Exercise details: Can you copy out word for word the records below, starting with the line that contains "Task: localize restaurant" and going on through the end of the records?

Data for this task:
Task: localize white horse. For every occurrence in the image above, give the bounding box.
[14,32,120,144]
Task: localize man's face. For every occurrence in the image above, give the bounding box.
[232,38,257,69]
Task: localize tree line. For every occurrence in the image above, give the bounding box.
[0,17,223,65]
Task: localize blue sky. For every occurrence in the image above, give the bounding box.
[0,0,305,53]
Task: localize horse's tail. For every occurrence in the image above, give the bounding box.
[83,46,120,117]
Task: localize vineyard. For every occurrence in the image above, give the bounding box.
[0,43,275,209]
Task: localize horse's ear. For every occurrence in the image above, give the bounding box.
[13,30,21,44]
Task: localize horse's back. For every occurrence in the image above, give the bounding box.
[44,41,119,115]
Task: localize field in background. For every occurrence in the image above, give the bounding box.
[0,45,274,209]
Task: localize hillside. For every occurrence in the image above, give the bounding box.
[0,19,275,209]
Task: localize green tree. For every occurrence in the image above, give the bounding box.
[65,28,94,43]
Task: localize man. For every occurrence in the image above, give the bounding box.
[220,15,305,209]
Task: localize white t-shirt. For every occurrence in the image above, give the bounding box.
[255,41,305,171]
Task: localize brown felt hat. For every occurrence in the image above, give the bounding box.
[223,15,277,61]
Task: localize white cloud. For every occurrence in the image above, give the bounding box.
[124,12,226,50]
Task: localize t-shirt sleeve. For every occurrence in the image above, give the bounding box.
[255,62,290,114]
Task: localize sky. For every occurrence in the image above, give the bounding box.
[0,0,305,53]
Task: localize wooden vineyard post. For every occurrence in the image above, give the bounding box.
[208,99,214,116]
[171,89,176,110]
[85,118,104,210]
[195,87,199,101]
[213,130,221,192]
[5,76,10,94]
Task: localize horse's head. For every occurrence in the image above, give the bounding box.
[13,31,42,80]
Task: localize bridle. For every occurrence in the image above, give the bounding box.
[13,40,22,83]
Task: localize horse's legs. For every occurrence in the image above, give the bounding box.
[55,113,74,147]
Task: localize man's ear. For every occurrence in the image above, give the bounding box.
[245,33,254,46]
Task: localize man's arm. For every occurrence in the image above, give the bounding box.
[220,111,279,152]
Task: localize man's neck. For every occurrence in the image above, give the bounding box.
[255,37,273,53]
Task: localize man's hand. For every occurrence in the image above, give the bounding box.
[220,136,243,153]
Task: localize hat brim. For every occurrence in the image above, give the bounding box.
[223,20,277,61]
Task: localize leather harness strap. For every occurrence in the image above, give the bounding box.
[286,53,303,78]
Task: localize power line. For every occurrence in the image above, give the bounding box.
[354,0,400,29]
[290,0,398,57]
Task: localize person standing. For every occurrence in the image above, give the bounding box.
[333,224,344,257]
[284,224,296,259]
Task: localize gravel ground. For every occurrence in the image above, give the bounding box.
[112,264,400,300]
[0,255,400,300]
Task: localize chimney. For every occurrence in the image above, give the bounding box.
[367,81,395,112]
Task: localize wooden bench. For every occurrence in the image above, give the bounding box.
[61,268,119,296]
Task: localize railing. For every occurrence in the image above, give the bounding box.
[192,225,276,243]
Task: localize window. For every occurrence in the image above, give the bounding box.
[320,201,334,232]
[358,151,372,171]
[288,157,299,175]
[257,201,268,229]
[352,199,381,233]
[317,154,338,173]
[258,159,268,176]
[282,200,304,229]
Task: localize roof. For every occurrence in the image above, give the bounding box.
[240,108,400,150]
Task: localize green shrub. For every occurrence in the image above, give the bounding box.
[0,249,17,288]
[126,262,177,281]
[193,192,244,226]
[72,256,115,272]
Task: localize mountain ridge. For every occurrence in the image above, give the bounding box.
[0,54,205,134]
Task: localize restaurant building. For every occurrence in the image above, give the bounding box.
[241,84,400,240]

Output of the exercise:
Task: localize restaurant building. For every occurrence in the image above, give the bounding box.
[241,84,400,240]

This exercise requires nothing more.